### YOUR INSTRUCTIONS
Please copy out the listing below line for line, with every character unchanged.

[Data lines]
[Begin]

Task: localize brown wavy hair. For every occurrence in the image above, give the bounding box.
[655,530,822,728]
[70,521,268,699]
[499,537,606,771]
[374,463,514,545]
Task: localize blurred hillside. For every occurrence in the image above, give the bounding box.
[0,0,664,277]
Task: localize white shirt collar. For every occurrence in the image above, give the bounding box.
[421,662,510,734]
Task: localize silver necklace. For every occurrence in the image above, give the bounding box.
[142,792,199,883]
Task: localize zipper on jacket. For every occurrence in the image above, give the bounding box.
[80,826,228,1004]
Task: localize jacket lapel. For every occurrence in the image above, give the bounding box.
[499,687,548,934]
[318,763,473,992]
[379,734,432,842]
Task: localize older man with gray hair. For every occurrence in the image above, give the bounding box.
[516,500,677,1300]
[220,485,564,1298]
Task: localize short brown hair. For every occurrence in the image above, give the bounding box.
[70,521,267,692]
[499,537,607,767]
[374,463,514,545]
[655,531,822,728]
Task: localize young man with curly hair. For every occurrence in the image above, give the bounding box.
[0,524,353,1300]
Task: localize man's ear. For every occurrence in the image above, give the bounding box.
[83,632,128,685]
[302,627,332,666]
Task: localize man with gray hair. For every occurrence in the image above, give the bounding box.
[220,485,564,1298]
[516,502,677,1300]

[End]

### THE OUTPUT
Task: localize brown wavy hair. For every occurrence in the image above, give the bounding box.
[655,530,822,728]
[70,521,268,699]
[499,537,606,771]
[374,463,514,545]
Task: localize blurred hillside. For every occurrence in the image above, give the bounding box.
[0,0,664,277]
Task: localize white shirt collar. For every occurrence in the image above, give the bounding box.
[421,662,510,734]
Task: localize silver necklace. For every occurrence in the image above, give the bounding box.
[142,792,199,883]
Task: localize zipper on jacket. For every occurrence in the image above, give the bounding box.
[80,826,228,1004]
Task: localize jacket lapel. For every occurrence in the image above, give the bounding box.
[499,687,548,934]
[318,763,473,992]
[379,734,432,842]
Task: localize older man with gray hair. For every occurrence in the image above, give the bounding box.
[516,500,677,1300]
[220,485,564,1298]
Task: localize short brown hair. For every occurrence in the image above, give the bounding box.
[70,521,267,692]
[499,537,607,767]
[374,463,514,545]
[655,531,822,728]
Task: localize young man with curly hair. For every occurrence in the image above, give the bounding box.
[0,524,353,1300]
Task: localize man's ear. For every occurrence in the image above, give the bounding box.
[83,632,128,685]
[302,627,332,666]
Task: localize man with gray hair. For every occurrence in the image above, give the bounding box.
[220,485,564,1298]
[516,502,677,1300]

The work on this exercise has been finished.